**YOUR ASSIGNMENT**
Leave the images out, and otherwise write out each entry exactly.

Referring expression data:
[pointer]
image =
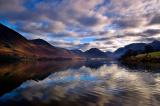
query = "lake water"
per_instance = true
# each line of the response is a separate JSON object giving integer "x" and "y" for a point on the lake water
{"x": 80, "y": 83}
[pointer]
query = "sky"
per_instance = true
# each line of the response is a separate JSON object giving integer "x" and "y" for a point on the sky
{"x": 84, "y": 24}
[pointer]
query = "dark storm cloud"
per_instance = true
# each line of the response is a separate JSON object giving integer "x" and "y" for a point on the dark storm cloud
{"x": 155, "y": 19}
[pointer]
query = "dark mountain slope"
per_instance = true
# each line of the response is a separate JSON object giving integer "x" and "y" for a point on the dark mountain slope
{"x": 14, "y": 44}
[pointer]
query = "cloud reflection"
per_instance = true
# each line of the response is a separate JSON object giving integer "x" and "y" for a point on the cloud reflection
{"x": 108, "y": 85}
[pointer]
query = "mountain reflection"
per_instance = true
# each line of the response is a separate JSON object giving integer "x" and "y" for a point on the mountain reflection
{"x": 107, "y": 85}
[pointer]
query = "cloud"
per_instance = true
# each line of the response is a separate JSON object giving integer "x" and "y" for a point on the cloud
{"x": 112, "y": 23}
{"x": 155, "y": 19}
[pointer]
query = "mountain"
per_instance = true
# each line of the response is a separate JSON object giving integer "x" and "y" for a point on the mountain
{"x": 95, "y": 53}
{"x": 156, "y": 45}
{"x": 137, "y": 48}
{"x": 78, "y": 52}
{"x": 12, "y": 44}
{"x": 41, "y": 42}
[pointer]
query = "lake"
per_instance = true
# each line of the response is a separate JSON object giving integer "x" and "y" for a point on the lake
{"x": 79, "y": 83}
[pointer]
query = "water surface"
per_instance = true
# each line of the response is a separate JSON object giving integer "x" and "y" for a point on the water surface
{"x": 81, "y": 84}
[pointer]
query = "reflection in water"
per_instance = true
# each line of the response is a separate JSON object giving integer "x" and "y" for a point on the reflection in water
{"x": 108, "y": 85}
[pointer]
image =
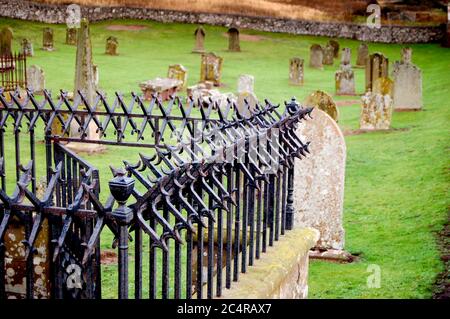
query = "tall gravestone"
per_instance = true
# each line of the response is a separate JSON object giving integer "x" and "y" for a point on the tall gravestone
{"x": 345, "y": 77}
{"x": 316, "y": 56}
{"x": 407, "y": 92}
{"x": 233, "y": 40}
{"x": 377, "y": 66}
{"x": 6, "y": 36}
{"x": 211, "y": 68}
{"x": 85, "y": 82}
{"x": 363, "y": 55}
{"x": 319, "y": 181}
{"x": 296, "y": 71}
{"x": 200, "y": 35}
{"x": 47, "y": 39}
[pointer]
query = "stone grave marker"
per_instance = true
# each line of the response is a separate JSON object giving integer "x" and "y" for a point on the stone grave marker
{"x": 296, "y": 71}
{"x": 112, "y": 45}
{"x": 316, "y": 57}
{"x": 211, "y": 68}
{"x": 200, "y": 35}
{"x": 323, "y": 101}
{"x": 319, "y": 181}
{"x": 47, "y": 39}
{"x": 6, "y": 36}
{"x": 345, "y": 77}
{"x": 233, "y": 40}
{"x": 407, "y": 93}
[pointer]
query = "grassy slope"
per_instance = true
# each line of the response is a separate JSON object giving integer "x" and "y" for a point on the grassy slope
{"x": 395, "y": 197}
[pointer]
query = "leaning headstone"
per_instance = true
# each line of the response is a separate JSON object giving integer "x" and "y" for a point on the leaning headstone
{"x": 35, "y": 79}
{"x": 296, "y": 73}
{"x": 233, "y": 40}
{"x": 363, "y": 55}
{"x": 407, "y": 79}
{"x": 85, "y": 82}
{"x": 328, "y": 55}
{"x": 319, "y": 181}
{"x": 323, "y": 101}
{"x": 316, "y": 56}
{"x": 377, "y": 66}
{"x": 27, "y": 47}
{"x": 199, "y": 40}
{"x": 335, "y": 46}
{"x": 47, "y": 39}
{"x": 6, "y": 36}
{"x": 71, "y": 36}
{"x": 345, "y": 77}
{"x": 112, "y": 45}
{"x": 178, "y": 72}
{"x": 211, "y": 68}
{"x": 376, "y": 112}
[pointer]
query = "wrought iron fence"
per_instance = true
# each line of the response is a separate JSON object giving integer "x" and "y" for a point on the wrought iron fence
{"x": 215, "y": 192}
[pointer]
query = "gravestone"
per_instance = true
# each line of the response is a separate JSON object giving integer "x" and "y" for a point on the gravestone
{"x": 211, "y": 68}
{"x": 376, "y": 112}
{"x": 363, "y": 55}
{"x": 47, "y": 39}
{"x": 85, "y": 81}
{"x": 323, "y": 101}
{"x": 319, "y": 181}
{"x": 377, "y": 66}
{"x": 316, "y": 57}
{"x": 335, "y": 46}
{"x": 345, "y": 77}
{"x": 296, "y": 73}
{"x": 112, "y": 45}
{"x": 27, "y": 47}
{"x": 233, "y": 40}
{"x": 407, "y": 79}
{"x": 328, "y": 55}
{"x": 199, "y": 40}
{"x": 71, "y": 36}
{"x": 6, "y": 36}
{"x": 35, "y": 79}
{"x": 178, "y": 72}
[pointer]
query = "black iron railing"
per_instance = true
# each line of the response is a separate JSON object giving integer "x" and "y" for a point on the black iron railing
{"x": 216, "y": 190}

**PROBLEM SOLUTION**
[pointer]
image =
query = "lake water"
per_instance = true
# each line of the response is a separate JSON object giving integer "x" and "y" for a point on the lake water
{"x": 80, "y": 83}
[pointer]
query = "sky"
per_instance = true
# each line of the response is a separate JSON object giving integer "x" and "y" for a point on the sky
{"x": 84, "y": 24}
[pointer]
query = "dark storm cloud"
per_instance = true
# each line of the response is a separate JSON object giving integer "x" and "y" for a point on the dark storm cloud
{"x": 155, "y": 19}
[pointer]
query = "dark mountain slope"
per_instance = true
# each line of the response is a separate JSON object giving integer "x" and "y" for a point on the dark mountain slope
{"x": 14, "y": 44}
[pointer]
query = "cloud reflection"
per_instance = true
# each line of the response is a separate JSON object giving integer "x" and "y" for a point on the cloud reflection
{"x": 108, "y": 85}
[pointer]
query = "mountain reflection"
per_instance = true
# each line of the response is a separate JSON object giving integer "x" and "y" for a point on the mountain reflection
{"x": 107, "y": 85}
[pointer]
query = "cloud"
per_instance = true
# each line of the response is a separate JSON object giving integer "x" and "y" for a point on the cloud
{"x": 112, "y": 23}
{"x": 155, "y": 19}
[pointer]
query = "mountain"
per_instance = true
# each line of the response is a separate JSON object giving integer "x" and "y" for a point on the mountain
{"x": 95, "y": 53}
{"x": 156, "y": 45}
{"x": 137, "y": 48}
{"x": 78, "y": 52}
{"x": 12, "y": 44}
{"x": 41, "y": 42}
[pointer]
query = "lake"
per_instance = true
# each line of the response is a separate JSON object giving integer "x" and "y" for a point on the lake
{"x": 79, "y": 83}
[pointer]
query = "water surface"
per_instance = true
# each line of the response is a separate JSON object giving integer "x" and "y" for a point on the water surface
{"x": 81, "y": 84}
[pointer]
query = "reflection in water"
per_instance = true
# each line of the response is a separate JSON object giving integer "x" and "y" for a point on the reflection in water
{"x": 108, "y": 85}
[pointer]
image =
query = "tall gravestone"
per_instance = true
# each line of the response is a separate JSON object giving integer "x" and "y" for a point on the tall gravestone
{"x": 345, "y": 77}
{"x": 316, "y": 56}
{"x": 407, "y": 92}
{"x": 233, "y": 40}
{"x": 377, "y": 66}
{"x": 6, "y": 36}
{"x": 211, "y": 68}
{"x": 85, "y": 82}
{"x": 363, "y": 55}
{"x": 319, "y": 181}
{"x": 296, "y": 71}
{"x": 200, "y": 35}
{"x": 47, "y": 39}
[pointer]
query = "stone grave marker"
per_instance = true
# each line of the response is a separate JSON object giving integer "x" and "y" for a point on the stone grave marker
{"x": 296, "y": 71}
{"x": 112, "y": 45}
{"x": 316, "y": 57}
{"x": 211, "y": 68}
{"x": 200, "y": 35}
{"x": 323, "y": 101}
{"x": 319, "y": 181}
{"x": 47, "y": 39}
{"x": 6, "y": 36}
{"x": 345, "y": 77}
{"x": 233, "y": 40}
{"x": 407, "y": 93}
[pointer]
query = "grassy slope"
per_instance = true
# each line of the response is a separate JSON object giving integer "x" and "y" for a point on the grassy slope
{"x": 395, "y": 197}
[pointer]
query = "leaning headstone"
per_instance = true
# each line of the response is a separate JSON object giving integer "x" and "y" for a point on the leaning headstone
{"x": 35, "y": 79}
{"x": 296, "y": 73}
{"x": 233, "y": 40}
{"x": 363, "y": 55}
{"x": 407, "y": 79}
{"x": 85, "y": 82}
{"x": 328, "y": 55}
{"x": 319, "y": 181}
{"x": 323, "y": 101}
{"x": 316, "y": 56}
{"x": 377, "y": 66}
{"x": 27, "y": 47}
{"x": 199, "y": 40}
{"x": 335, "y": 46}
{"x": 47, "y": 39}
{"x": 6, "y": 36}
{"x": 71, "y": 36}
{"x": 345, "y": 77}
{"x": 112, "y": 45}
{"x": 178, "y": 72}
{"x": 211, "y": 68}
{"x": 376, "y": 112}
[pointer]
query = "wrought iron fence"
per_instance = true
# each line of the response is a separate JSON object giving integer "x" and "y" for a point on the wrought iron fence
{"x": 215, "y": 192}
[pointer]
query = "gravestone"
per_instance = true
# each line of the response is a separate JSON object giving integer "x" and "y" for a point on the gravestone
{"x": 211, "y": 68}
{"x": 376, "y": 112}
{"x": 363, "y": 55}
{"x": 47, "y": 39}
{"x": 85, "y": 81}
{"x": 323, "y": 101}
{"x": 319, "y": 181}
{"x": 377, "y": 66}
{"x": 316, "y": 57}
{"x": 335, "y": 46}
{"x": 345, "y": 77}
{"x": 296, "y": 73}
{"x": 112, "y": 45}
{"x": 27, "y": 47}
{"x": 233, "y": 40}
{"x": 407, "y": 79}
{"x": 328, "y": 55}
{"x": 199, "y": 40}
{"x": 71, "y": 36}
{"x": 6, "y": 36}
{"x": 35, "y": 79}
{"x": 178, "y": 72}
[pointer]
query = "black iron railing"
per_instance = true
# each line of the response is a separate JSON object giving integer "x" and "y" for a point on the black iron railing
{"x": 216, "y": 190}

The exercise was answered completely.